- [Aim of the exercise] What you return should match every record exactly, with the images removed.

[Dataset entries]
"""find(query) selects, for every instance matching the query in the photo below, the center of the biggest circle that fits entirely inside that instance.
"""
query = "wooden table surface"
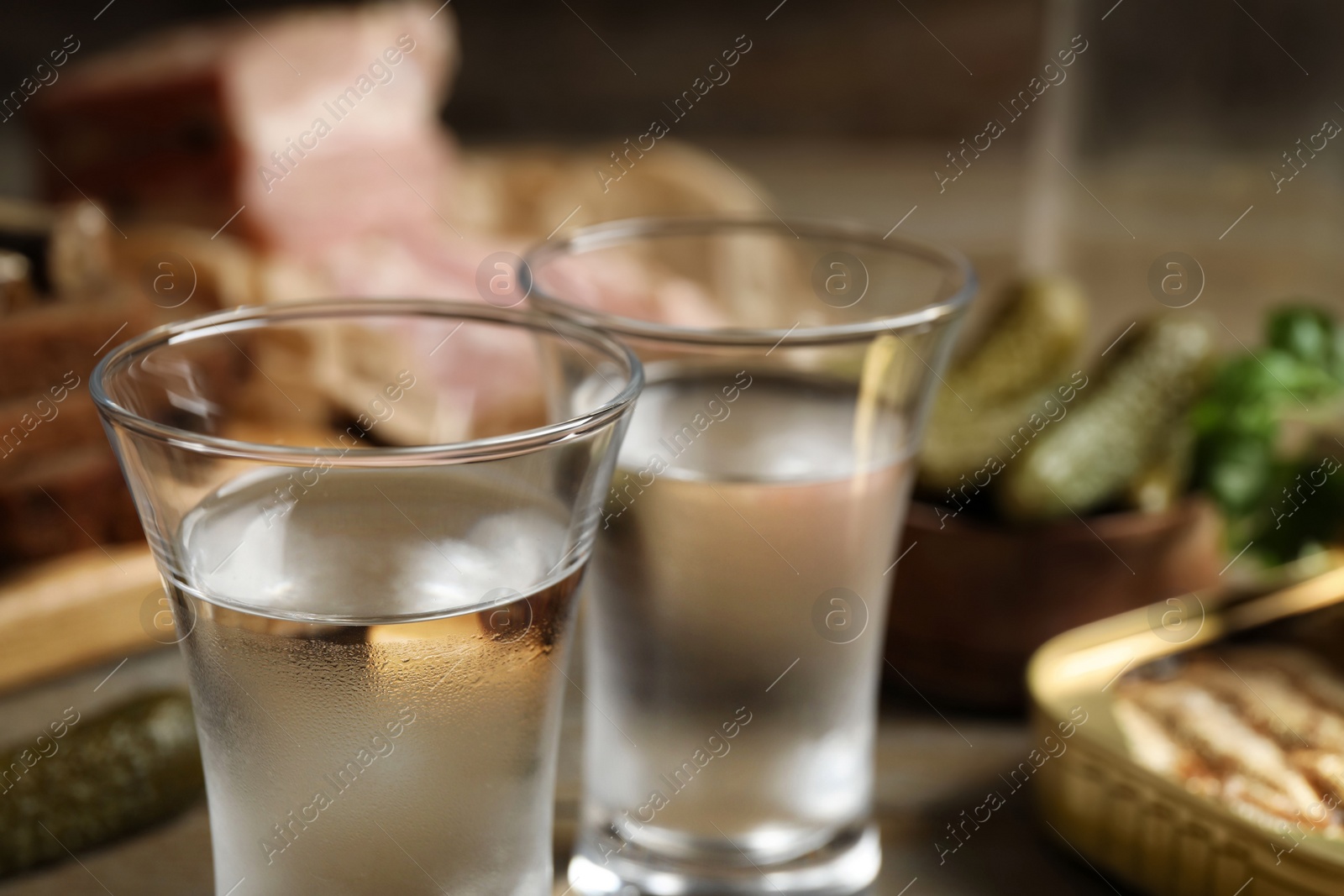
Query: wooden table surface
(932, 766)
(929, 770)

- [Finished task]
"""find(query) selects, for every instance matching the query in the photo below, the center of the biggest circle that fits entirely inside that instance.
"""
query = "wooden table surface"
Query: wooden table surface
(932, 766)
(929, 770)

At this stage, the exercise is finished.